Make an exact copy of the entries that come next.

******

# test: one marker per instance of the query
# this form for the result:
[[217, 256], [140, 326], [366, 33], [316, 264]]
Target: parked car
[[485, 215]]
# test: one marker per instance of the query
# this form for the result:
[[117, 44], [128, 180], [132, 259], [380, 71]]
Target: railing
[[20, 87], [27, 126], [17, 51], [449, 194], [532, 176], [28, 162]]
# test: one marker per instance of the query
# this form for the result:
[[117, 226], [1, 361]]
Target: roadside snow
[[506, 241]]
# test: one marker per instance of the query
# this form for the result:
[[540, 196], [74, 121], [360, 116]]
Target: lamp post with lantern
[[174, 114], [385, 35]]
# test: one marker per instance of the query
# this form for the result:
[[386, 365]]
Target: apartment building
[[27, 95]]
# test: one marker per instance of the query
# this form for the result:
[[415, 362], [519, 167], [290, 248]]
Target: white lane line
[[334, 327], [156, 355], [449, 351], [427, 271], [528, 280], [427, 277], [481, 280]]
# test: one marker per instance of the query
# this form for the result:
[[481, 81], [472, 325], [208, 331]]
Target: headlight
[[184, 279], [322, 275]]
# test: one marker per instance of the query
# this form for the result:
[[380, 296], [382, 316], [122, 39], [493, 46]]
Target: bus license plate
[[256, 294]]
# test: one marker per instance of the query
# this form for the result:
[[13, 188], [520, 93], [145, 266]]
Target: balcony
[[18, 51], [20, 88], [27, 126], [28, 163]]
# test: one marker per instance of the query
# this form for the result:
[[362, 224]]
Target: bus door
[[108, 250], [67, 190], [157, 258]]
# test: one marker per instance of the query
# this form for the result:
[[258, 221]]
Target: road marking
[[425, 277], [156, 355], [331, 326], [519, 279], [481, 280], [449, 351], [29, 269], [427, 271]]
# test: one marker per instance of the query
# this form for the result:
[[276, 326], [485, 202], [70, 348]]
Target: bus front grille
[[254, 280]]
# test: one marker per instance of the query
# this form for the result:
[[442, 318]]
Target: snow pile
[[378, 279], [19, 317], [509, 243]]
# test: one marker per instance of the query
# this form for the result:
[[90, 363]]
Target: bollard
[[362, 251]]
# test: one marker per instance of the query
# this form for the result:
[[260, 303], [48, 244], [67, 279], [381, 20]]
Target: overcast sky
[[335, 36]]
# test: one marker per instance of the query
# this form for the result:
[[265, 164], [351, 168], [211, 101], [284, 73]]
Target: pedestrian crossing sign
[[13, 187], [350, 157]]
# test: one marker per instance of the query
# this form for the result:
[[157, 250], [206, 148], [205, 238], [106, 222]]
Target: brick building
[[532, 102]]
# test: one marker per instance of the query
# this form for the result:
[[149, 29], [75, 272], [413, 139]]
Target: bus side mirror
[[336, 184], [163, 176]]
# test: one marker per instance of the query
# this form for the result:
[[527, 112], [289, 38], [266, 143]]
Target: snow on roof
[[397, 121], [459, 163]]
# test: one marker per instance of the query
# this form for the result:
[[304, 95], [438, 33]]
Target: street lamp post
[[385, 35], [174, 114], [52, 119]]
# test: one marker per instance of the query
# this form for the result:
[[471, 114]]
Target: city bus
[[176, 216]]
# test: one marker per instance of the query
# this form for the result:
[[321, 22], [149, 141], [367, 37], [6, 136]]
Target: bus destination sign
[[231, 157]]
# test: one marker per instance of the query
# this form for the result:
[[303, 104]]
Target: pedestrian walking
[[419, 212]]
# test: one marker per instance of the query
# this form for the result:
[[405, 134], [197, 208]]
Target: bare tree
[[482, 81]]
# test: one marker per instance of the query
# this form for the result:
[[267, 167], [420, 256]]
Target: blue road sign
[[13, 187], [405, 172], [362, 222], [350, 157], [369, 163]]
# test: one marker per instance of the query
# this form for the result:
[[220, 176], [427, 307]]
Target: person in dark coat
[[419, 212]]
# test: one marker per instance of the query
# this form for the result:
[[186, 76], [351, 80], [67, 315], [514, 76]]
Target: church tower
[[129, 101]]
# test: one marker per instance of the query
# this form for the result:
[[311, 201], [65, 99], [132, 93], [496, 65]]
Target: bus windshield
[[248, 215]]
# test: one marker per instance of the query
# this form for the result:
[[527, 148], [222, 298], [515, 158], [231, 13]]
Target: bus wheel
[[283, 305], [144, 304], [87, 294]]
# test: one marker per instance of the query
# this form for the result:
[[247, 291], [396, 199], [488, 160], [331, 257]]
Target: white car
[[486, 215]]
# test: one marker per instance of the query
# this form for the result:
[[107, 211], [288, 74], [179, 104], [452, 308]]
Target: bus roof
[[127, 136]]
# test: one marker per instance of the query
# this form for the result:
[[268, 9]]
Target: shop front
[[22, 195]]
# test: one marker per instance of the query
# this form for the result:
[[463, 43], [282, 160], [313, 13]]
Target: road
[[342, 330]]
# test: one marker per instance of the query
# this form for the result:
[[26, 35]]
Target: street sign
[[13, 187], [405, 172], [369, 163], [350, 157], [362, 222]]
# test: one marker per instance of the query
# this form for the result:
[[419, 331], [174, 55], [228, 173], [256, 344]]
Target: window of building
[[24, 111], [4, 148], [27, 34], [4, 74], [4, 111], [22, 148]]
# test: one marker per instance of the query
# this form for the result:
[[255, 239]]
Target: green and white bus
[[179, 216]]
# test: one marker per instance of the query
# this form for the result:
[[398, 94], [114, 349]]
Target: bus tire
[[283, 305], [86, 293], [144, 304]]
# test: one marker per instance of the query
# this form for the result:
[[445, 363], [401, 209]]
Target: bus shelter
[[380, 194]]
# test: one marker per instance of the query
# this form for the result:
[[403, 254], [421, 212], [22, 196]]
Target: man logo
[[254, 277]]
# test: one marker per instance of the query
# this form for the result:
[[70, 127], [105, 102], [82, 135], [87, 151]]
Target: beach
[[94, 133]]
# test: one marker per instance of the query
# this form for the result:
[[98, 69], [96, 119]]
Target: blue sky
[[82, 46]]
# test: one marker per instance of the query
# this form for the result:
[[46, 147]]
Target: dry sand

******

Response to the exercise >>
# test: one marker per instance of the query
# this form for the result:
[[217, 256], [140, 326], [366, 33], [316, 264]]
Target: parked car
[[485, 215]]
# test: one marker per instance of the query
# this form for the result:
[[117, 44], [128, 180], [132, 259], [380, 71]]
Target: railing
[[20, 87], [27, 126], [17, 51], [449, 194], [532, 176], [28, 162]]
# test: one marker per instance of the query
# this form for the result:
[[117, 226], [1, 361]]
Target: roadside snow
[[506, 241]]
# test: one marker per instance of the query
# this form for the result:
[[540, 196], [74, 121], [360, 116]]
Target: lamp post with lantern
[[174, 114], [385, 35]]
# test: one marker per instance of the query
# this form for the result:
[[386, 365]]
Target: apartment building
[[27, 95]]
# test: one marker per instance of the query
# this form for the result:
[[415, 362], [519, 167], [290, 248]]
Target: white lane line
[[334, 327], [156, 355], [449, 351], [427, 271], [528, 280], [427, 277], [481, 280]]
# test: one marker per instance of the query
# this form for the result:
[[481, 81], [472, 325], [208, 331]]
Target: headlight
[[184, 279], [322, 275]]
# test: one marker per instance of the query
# this form for the result:
[[380, 296], [382, 316], [122, 39], [493, 46]]
Target: bus license plate
[[256, 294]]
# test: one marker per instance of the query
# this form for the result:
[[13, 188], [520, 93], [145, 266]]
Target: balcony
[[18, 51], [20, 88], [27, 126], [28, 163]]
# test: one marker per instance of the query
# this form for the result:
[[362, 224]]
Target: bus door
[[108, 250], [67, 190], [157, 258]]
# test: one marker per instance of the query
# this form for the result:
[[258, 221]]
Target: road marking
[[425, 277], [156, 355], [331, 326], [519, 279], [481, 280], [449, 351], [29, 269], [427, 271]]
# test: one marker per instance of the query
# this form for the result:
[[276, 326], [485, 202], [70, 348]]
Target: bus front grille
[[254, 280]]
# test: one marker per instance of the query
# this form for the result:
[[442, 318]]
Target: snow pile
[[378, 279], [19, 317], [509, 243]]
# test: one marker per instance of the query
# this form for the result:
[[90, 363]]
Target: bollard
[[362, 251]]
# test: one marker per instance of the query
# this form for the result:
[[260, 303], [48, 244], [67, 279], [381, 20]]
Target: overcast sky
[[335, 36]]
# test: one marker per instance of the query
# this form for the result:
[[265, 164], [351, 168], [211, 101], [284, 73]]
Target: pedestrian crossing sign
[[13, 187], [350, 157]]
# test: one marker per instance of the query
# this form for the result:
[[157, 250], [206, 148], [205, 238], [106, 222]]
Target: brick building
[[532, 102]]
# test: one marker per instance of the query
# this form for the result:
[[149, 29], [75, 272], [413, 139]]
Target: bus side mirror
[[336, 184], [163, 176]]
# test: one marker per instance of the query
# this form for the result:
[[527, 112], [289, 38], [266, 143]]
Target: snow on roof
[[397, 121], [459, 163]]
# test: one marker per instance of the query
# this form for the result:
[[304, 95], [438, 33]]
Target: street lamp post
[[385, 35], [174, 114], [52, 119]]
# test: one marker per instance of the query
# this form for the result:
[[471, 114]]
Target: city bus
[[176, 216]]
# test: one marker per instance of the query
# this form for the result:
[[321, 22], [149, 141], [367, 37], [6, 136]]
Target: bus destination sign
[[231, 157]]
# test: one marker per instance of the query
# this form for the result:
[[303, 104]]
Target: pedestrian walking
[[419, 212]]
# test: one marker per instance of the query
# this form for the result:
[[405, 134], [197, 208]]
Target: bare tree
[[482, 81]]
# test: one marker per instance of the query
# this form for the result:
[[267, 167], [420, 256]]
Target: blue road sign
[[13, 187], [405, 172], [362, 222], [350, 157], [369, 163]]
# test: one marker per instance of the query
# this form for the result:
[[220, 176], [427, 307]]
Target: person in dark coat
[[419, 212]]
# test: one marker per instance of the query
# this form for the result:
[[186, 76], [351, 80], [67, 315], [514, 76]]
Target: church tower
[[129, 101]]
# test: one marker per instance of the query
# this form for the result:
[[311, 201], [65, 99], [132, 93], [496, 65]]
Target: bus windshield
[[248, 215]]
# test: one marker per instance of the query
# this form for the result:
[[527, 148], [222, 298], [515, 158], [231, 13]]
Target: bus wheel
[[283, 305], [144, 304], [87, 294]]
# test: one marker per instance of the query
# this form for the result:
[[247, 291], [396, 199], [488, 160], [331, 257]]
Target: white car
[[486, 215]]
# test: one marker per instance of the query
# this form for the result:
[[107, 211], [288, 74], [179, 104], [452, 308]]
Target: bus roof
[[127, 136]]
# test: one marker per instance of the query
# this form for the result:
[[268, 9]]
Target: shop front
[[22, 195]]
# test: one marker per instance of the query
# this form for the result:
[[463, 43], [282, 160], [313, 13]]
Target: road
[[342, 330]]
# test: one marker per instance of the query
# this form for the result:
[[26, 35]]
Target: street sign
[[13, 187], [405, 172], [369, 163], [350, 157], [362, 222]]
# test: one marker per instance of the query
# this form for the result:
[[419, 331], [174, 55], [228, 173], [256, 344]]
Target: window of building
[[24, 111], [4, 148], [27, 34], [4, 74], [4, 111], [22, 148]]
# test: one marker per instance of the query
# this form for the result:
[[255, 239]]
Target: green and white bus
[[179, 216]]
# test: one marker per instance of the query
# this form for the result:
[[398, 94], [114, 349]]
Target: bus tire
[[283, 305], [86, 293], [144, 304]]
# test: one marker per instance of the query
# this form for the result:
[[445, 363], [401, 209]]
Target: bus shelter
[[380, 194]]
# test: one marker per instance of the query
# this form for the result:
[[403, 254], [421, 212], [22, 196]]
Target: man logo
[[254, 277]]
# test: one marker per instance of the query
# this form for the result:
[[70, 127], [105, 102], [82, 135], [87, 151]]
Target: beach
[[94, 133]]
# test: one marker per instance of the query
# this form for the result:
[[98, 69], [96, 119]]
Target: blue sky
[[82, 46]]
# test: one marker per instance of the query
# this form for the result:
[[46, 147]]
Target: dry sand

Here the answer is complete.